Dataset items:
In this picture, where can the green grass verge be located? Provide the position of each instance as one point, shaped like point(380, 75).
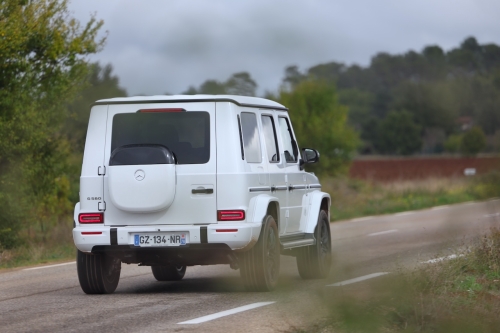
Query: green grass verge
point(457, 295)
point(355, 198)
point(350, 199)
point(34, 254)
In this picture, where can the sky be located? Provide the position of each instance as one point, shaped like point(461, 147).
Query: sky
point(165, 46)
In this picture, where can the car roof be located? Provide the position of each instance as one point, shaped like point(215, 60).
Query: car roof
point(239, 100)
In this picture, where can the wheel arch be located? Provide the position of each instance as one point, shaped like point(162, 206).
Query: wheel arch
point(318, 201)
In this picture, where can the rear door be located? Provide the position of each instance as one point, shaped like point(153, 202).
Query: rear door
point(139, 187)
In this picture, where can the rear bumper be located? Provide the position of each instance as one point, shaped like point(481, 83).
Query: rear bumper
point(236, 236)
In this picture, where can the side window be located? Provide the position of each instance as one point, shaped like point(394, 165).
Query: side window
point(289, 144)
point(251, 140)
point(270, 138)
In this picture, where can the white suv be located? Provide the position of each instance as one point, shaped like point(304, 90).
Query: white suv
point(176, 181)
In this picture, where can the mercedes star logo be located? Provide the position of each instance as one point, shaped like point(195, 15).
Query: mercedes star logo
point(139, 175)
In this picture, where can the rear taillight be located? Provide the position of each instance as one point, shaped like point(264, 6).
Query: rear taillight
point(230, 215)
point(161, 110)
point(91, 218)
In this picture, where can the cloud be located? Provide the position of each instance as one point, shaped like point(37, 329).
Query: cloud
point(159, 46)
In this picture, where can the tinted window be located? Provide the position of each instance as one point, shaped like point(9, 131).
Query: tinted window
point(186, 134)
point(251, 140)
point(290, 146)
point(270, 137)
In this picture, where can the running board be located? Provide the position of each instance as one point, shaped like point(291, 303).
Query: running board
point(299, 240)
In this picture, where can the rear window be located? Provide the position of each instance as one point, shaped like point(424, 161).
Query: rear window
point(186, 134)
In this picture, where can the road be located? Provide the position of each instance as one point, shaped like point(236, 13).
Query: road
point(212, 299)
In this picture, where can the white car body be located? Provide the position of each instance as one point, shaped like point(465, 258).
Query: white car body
point(183, 199)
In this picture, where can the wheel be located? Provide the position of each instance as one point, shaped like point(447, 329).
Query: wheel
point(98, 273)
point(168, 272)
point(260, 266)
point(315, 261)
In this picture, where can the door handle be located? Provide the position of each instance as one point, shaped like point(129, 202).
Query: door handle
point(202, 191)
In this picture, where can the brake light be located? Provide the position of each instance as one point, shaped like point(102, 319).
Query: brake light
point(91, 218)
point(230, 215)
point(226, 230)
point(162, 110)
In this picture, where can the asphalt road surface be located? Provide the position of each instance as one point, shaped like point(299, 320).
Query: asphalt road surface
point(212, 299)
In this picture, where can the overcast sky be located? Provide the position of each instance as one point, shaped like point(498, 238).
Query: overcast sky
point(164, 46)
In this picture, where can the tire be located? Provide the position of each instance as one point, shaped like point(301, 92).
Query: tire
point(259, 267)
point(98, 273)
point(168, 272)
point(315, 261)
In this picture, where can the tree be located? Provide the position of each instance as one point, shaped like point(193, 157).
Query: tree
point(241, 84)
point(320, 122)
point(238, 84)
point(473, 141)
point(101, 83)
point(42, 66)
point(398, 134)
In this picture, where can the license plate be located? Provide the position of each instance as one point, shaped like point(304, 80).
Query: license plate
point(160, 239)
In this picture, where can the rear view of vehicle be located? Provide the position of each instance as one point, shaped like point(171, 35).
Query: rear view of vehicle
point(145, 167)
point(177, 181)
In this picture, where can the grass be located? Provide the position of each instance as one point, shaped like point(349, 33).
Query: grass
point(53, 245)
point(350, 198)
point(356, 198)
point(459, 295)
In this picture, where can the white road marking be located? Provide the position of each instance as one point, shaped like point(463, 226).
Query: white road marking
point(33, 268)
point(225, 313)
point(383, 232)
point(433, 261)
point(359, 219)
point(404, 213)
point(440, 207)
point(358, 279)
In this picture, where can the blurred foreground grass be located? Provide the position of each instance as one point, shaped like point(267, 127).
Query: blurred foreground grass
point(457, 295)
point(356, 198)
point(54, 243)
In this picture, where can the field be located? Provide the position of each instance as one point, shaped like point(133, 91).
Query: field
point(392, 169)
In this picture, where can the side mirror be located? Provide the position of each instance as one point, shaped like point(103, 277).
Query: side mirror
point(310, 155)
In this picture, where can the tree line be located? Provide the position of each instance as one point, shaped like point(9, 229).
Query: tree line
point(428, 102)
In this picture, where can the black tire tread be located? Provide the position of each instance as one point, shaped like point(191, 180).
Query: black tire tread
point(252, 267)
point(90, 268)
point(308, 262)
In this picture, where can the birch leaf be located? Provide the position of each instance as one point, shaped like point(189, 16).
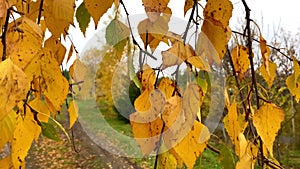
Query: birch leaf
point(267, 120)
point(73, 113)
point(192, 146)
point(268, 75)
point(97, 8)
point(240, 60)
point(14, 86)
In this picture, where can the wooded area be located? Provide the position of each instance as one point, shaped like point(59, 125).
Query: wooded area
point(154, 95)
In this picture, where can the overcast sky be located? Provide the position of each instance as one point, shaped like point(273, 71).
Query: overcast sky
point(269, 15)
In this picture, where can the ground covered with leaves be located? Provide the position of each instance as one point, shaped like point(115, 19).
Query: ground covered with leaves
point(50, 154)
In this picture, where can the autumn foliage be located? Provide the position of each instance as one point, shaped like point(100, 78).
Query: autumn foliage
point(167, 121)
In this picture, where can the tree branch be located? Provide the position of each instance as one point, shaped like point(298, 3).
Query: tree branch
point(237, 81)
point(189, 23)
point(276, 49)
point(40, 12)
point(3, 37)
point(133, 39)
point(249, 45)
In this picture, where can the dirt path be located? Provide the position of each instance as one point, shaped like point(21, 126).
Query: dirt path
point(50, 154)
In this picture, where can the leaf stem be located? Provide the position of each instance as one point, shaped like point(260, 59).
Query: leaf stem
point(249, 45)
point(189, 22)
point(276, 49)
point(3, 37)
point(213, 149)
point(158, 146)
point(40, 12)
point(133, 39)
point(237, 81)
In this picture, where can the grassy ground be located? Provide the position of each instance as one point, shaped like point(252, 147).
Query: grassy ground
point(209, 159)
point(50, 154)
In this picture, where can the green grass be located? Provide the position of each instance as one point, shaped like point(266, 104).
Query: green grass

» What is needed: Could you print every line of the data above word for word, leaving out the pictures?

» Output of the exercise:
In this picture, where can the green grass verge be located? Provide the position of each instance as one point, shaped like point(380, 75).
Query: green grass verge
point(457, 295)
point(355, 198)
point(350, 199)
point(34, 254)
In this picture, where can the sky be located? Provide the position of each instance as one point, shaped like point(461, 147).
Query: sky
point(165, 46)
In this picture, where can the car roof be located? Provide the position of each instance as one point, shaped like point(215, 60).
Query: car roof
point(239, 100)
In this picture, where can the wheel arch be located? Provide the position of each instance as one point, shaped like point(162, 206).
Query: wheel arch
point(318, 201)
In this picture, where can the rear door be located? Provide the position of each instance as one point, shaped like point(153, 202).
Query: rear door
point(139, 187)
In this picture, where can the rear bumper be located? Provide the position of each instance as one point, shaped like point(481, 83).
Query: rear bumper
point(236, 236)
In this picture, where can the side window be located? Provide the position of each instance as one point, shaped like point(394, 165).
Query: side window
point(289, 144)
point(251, 140)
point(270, 138)
In this picture, where can the white suv be located? Provide the position of each instance as one point, shaped like point(304, 90).
Query: white suv
point(176, 181)
In this picture, where can the mercedes star logo be located? Provide the position of each instance as one point, shaped like point(195, 15).
Query: mercedes star logo
point(139, 175)
In this picture, where can the rear taillight be located? Provide the position of each instance as one point, shaped like point(264, 6).
Query: rear taillight
point(230, 215)
point(161, 110)
point(91, 218)
In this picture, where can the cloud be located? Provide the position of each instance as one point, shaped like point(37, 329).
Query: cloud
point(159, 46)
In this picture, where can the tinted window be located? Provide the position of each instance as one point, shaped like point(9, 131).
Query: tinted window
point(186, 134)
point(251, 140)
point(290, 146)
point(270, 137)
In this picture, where can the running board be located? Provide the position of each instance as one point, shaped like point(291, 303).
Query: running board
point(299, 240)
In this picture, where can the rear window be located? Provide the position of each instance as one point, shaped like point(424, 161).
Query: rear window
point(186, 134)
In this picture, where can the road be located? Provide the position of each instance as one point, shaped like point(236, 13).
Query: road
point(212, 299)
In this picture, where can the white car body be located? Provide the position of each instance as one point, shaped like point(465, 258).
Query: white car body
point(183, 199)
In this picture, where can the wheel be located? Provide the position of each instance as one point, shaped like point(447, 329).
Query: wheel
point(98, 273)
point(168, 272)
point(260, 266)
point(315, 261)
In this picture, where can the door handle be located? Provide the position of each instance as one point, shaped like point(129, 202).
Query: door handle
point(202, 191)
In this picture, where can the brake light be located? Provide the position of each instance as one point, shaped like point(102, 319).
Query: brake light
point(91, 218)
point(230, 215)
point(226, 230)
point(162, 110)
In this picture, where can the asphalt road surface be located? Provide the position of each instance as one point, shaped like point(299, 320).
Query: asphalt road surface
point(212, 299)
In this picture, where can the overcast sky be located? Provide the position of each instance as one point, shaped like point(498, 238).
Query: overcast sky
point(164, 46)
In this picture, where can the tire be located? Provide the position of each instance as one point, shaped like point(301, 92).
Query: tire
point(259, 267)
point(98, 273)
point(168, 272)
point(315, 261)
In this picture, where can the tree be located? Provide the position of each instance as one point, shaped like point(193, 157).
Query: tree
point(241, 84)
point(320, 122)
point(238, 84)
point(473, 141)
point(101, 83)
point(42, 66)
point(398, 134)
In this picture, where can the license plate be located? Provide the position of each instance as one point, shaped like point(304, 80).
Query: license plate
point(160, 239)
In this picture, where can the rear view of vehicle be located? Provide the position of each instance as one point, shaped like point(171, 35).
Query: rear view of vehicle
point(145, 167)
point(177, 181)
In this picture, where can the grass be located? Provide the position of each instance as one point, shaped like point(349, 33).
Query: grass
point(53, 245)
point(350, 198)
point(356, 198)
point(459, 295)
In this picture, where can the white road marking be located? Provide the position of each instance as one point, shaped like point(463, 226).
Query: white road marking
point(33, 268)
point(225, 313)
point(383, 232)
point(433, 261)
point(359, 219)
point(404, 213)
point(440, 207)
point(358, 279)
In this picture, where can the blurred foreground grass be located? Provide the position of each instance as one point, shaped like point(267, 127).
Query: blurred foreground grass
point(457, 295)
point(356, 198)
point(54, 243)
In this picture, where can the field be located? Provide the position of each instance as one point, shaped like point(133, 91).
Query: field
point(392, 169)
In this picture, where can the side mirror be located? Provide the position of each instance as one point, shaped like point(103, 277).
Query: side mirror
point(310, 155)
In this picture, where can the tree line be located? Provide the position of each instance as one point, shaped like point(9, 229).
Query: tree line
point(428, 102)
In this picture, where can the black tire tread be located? Provide the position of each instance as one point, shaped like point(191, 180).
Query: black tire tread
point(252, 267)
point(90, 268)
point(308, 262)
In this picture, where can the birch leaf be located? Provide the position of each instance as one point, shaped like point(189, 16).
Query: birch leaf
point(267, 120)
point(73, 113)
point(192, 146)
point(268, 75)
point(97, 8)
point(240, 60)
point(14, 86)
In this picture, where can the wooded area be located? Provide the position of each instance as one point, shaped like point(59, 125).
Query: wooded area
point(154, 95)
In this picture, where can the overcast sky be located? Provide the position of each instance as one point, shaped like point(273, 71).
Query: overcast sky
point(269, 15)
In this picture, where can the ground covered with leaves be located? Provide the position of each instance as one point, shaped like point(115, 19).
Query: ground covered with leaves
point(50, 154)
In this picture, where can the autumn foliage be located? Provide the position of each instance as one point, shaped like point(100, 78).
Query: autumn foliage
point(167, 121)
In this picture, where can the tree branch be located? Provide the position of each instance as one point, shaped like point(298, 3).
Query: tree branch
point(237, 81)
point(189, 23)
point(276, 49)
point(40, 12)
point(3, 37)
point(133, 39)
point(249, 45)
In this picture, where can the dirt path be located? Provide the position of each instance as one point, shaped like point(21, 126).
Query: dirt path
point(50, 154)
In this picture, where can the leaf stem be located? Provide the position of each instance as one point, shaped like point(260, 59).
Query: leaf stem
point(249, 45)
point(189, 22)
point(276, 49)
point(3, 37)
point(213, 149)
point(158, 146)
point(40, 12)
point(133, 39)
point(237, 81)
In this picture, where can the grassy ground be located? Provide the position of each instance as one point, shaped like point(252, 147).
Query: grassy ground
point(209, 159)
point(50, 154)
In this picture, where can the green grass be located? Provide the position of each instance as one point, shaped like point(266, 104).
Query: green grass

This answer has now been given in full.